**Stated problem 1**
Express every line of the pin listing below as a JSON array of strings, one string per line, leaving out blank lines.

**Provided text**
Expectations are exceptionally high for the future of Canadian oilsands expansion. In April of this year, the Conference Board of Canada projected that industry will spend over $100 billion (Canadian) on new oilsands development and upgrading projects in the coming decade.

Some analysts estimate that production of bitumen and synthetic crude from Canadian oilsands will almost triple in the coming decade (Fig. 1) and could jump more than fourfold by 2025.

Click here to enlarge image

That optimistic outlook is tempered somewhat by concerns over availability of natural gas, water, and personnel to support the oilsands boom, as well as the prospect of tightening environmental strictures related to carbon emissions reduction.

Still, enthusiasm remains undiminished for a resource that has evolved from lowly origins to its current role as the best chance for stemming the relentless decline of oil production in North America.


Alberta’s oilsands resource has come a long way from 1883, when the Geological Survey of Canada’s G.C. Hoffman first tried to separate Canadian bitumen from oilsand with water.

In 1915, subsequent experimentation with oilsands separation techniques by Canada’s Federal Mines Branch led to paving 600 ft of road in Edmonton, Alta., with bitumen that withstood 50 years of traffic.

In 1928, the Alberta Research Council’s Karl Clark was granted a patent for a hot water extraction process not too far removed from that used today for mined bitumen.

Using Clark’s process, the International Bitumen Co. Ltd., founded by Robert C. Fitzsimmons, started mining oilsands and producing bitumen commercially in 1930 at a site Fitzsimmons dubbed Bitumount. Through various changes in ownership, Bitumount continued to operate until it was shut down in 1958. Canada’s first commercial oilsands operation is now a Provincial Historic Site.

**Extracted information**
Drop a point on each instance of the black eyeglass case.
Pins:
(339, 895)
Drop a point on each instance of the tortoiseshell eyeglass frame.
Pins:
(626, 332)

**Stated problem 2**
Continue the text on Canadian oilsands, starting after its final sentence.

**Exercise result 1**
[
  "Drop a point on each instance of the black eyeglass case.",
  "Pins:",
  "(339, 895)",
  "Drop a point on each instance of the tortoiseshell eyeglass frame.",
  "Pins:",
  "(626, 332)"
]

**Exercise result 2**
The first large-scale oilsands mine development started up in 1967 when Great Canadian Oil Sands (now Suncor Energy Inc.) introduced massive bucketwheels from the coal mining industry. Syncrude Canada Ltd. followed in 1978, installing the first giant draglines to deliver the mined oilsands to the processing plant. The first commercial in situ oilsands project started up in 1985 when Imperial Oil Ltd. began operating its Cold Lake project and BP Canada and Petro-Canada commenced operations at Wolf Lake in the Cold Lake region. The most recent major oilsands mining operation got under way in 2003, when the Athabasca Oil Sands Project (AOSP), operated by a consortium led by Shell Canada Ltd. and Chevron Canada Ltd., started up.

There are four major oilsands projects in operation today, all in Alberta:

  • Suncor, which currently produces 269,000 b/d of synthetic crude (syncrude) and bitumen.
  • Syncrude, which is expected to achieve production of 350,000 b/d this year, up from about 230,000 b/d in 2005.
  • AOSP, which produces about 155,000 b/d of syncrude.
  • Cold Lake, which produces about 150,000 b/d of bitumen from an in situ project.

However, a host of smaller projects have come on stream in recent years that have helped Canada’s oilsands production pass the 1 million b/d mark for the first time in 2004.

Oilsands potential

These projects and other new projects and expansions announced (see table, pp. 7-8) will only scratch the surface of an enormous potential resource.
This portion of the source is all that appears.